◆ **PASSAGE**:
#####

To most investors, short selling is a shadowy, mysterious corner of the markets. Many do not make use of shorting - and I suspect a majority don't understand how to glean insights from trends in short selling activity.
Over the past several years, I've traded short about as often as long and have consequently learned a great deal about the subtle differences between the long and short sides of the market. I've also become intimately familiar with the datasets relevant to short selling.
In this post, I'm going to explore some of these short selling datasets to identify ways in which quantitative traders can use them to create a powerful additional source of alpha. While I focus on the systematic quantitative approach, discretionary traders can also apply the same insights as part of their decision-making processes.
Brief Primer on Short Selling Data¶
I'm assuming readers of this post have a good understanding of the concepts and basic mechanics of short-selling - but not necessarily of the types of data available regarding short selling data.
Short Interest - I suspect that most readers will first think about short interest data, which is widely (and freely) reported by exchanges, in the Wall Street Journal, and elsewhere. It represents a view about what has happened in the short-selling market, as presented by how many shares are currently being loaned out to short-sellers, who have presumably already sold short this borrowed inventory. It is typically presented in terms of raw shares short, and often in terms of "percent of float" (what percent of total traded float is on borrow) and sometimes in terms of "days to cover" - a ratio of borrowed share quantity to daily average volume.
This data is released twice monthly, with several days' lag.
Short Borrow and Loan Market Data - Less often thought about is the current cost and availability to borrow shares for short sale. Prior (or soon after) selling short, traders are required find a current shareholder who is willing to loan out their shares to the would-be short seller in exchange for a fee. While there is no single, centralized marketplace for this owner-to-shortseller exchange, there does exist a network of broker/dealers who collectively define how many shares are available for borrow - and at what cost.
Costs can range from virtually nil to exhorbanent (hundreds of basis points per week), and can change dramatically in the course of a day. Shares available can also vary greatly. At any point in time, a significant number of stocks have zero shares available for (new) short sale transactions, while others have millions of shares available to borrow.

#####

◆ **AVAILABLE DATA**:

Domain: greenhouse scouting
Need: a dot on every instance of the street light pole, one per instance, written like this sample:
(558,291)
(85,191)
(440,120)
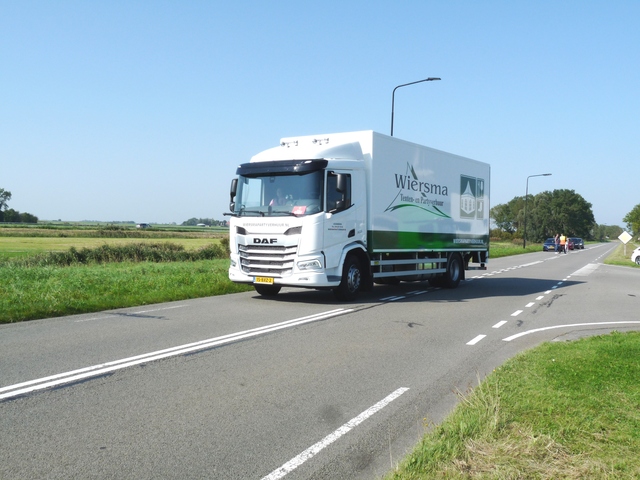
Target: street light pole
(526,196)
(393,95)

#####

◆ **SHORT TASK 1**:
Answer these questions from the short selling passage.
(a) How often is short interest data released?
(b) What ratio does "days to cover" express?
(c) At the high end, how large can the cost of borrowing shares become?
◆ **SHORT TASK 2**:
Rewrite the records with "utility pole" substituted for "street light pole" and everything else left unchanged. Omit the pictures.

◆ **WRITTEN ANSWER 1**:
(a) Twice monthly, with several days' lag.
(b) Borrowed share quantity relative to daily average volume.
(c) Hundreds of basis points per week.

◆ **WRITTEN ANSWER 2**:
Domain: greenhouse scouting
Need: a dot on every instance of the utility pole, one per instance, written like this sample:
(558,291)
(85,191)
(440,120)
Target: utility pole
(526,196)
(393,95)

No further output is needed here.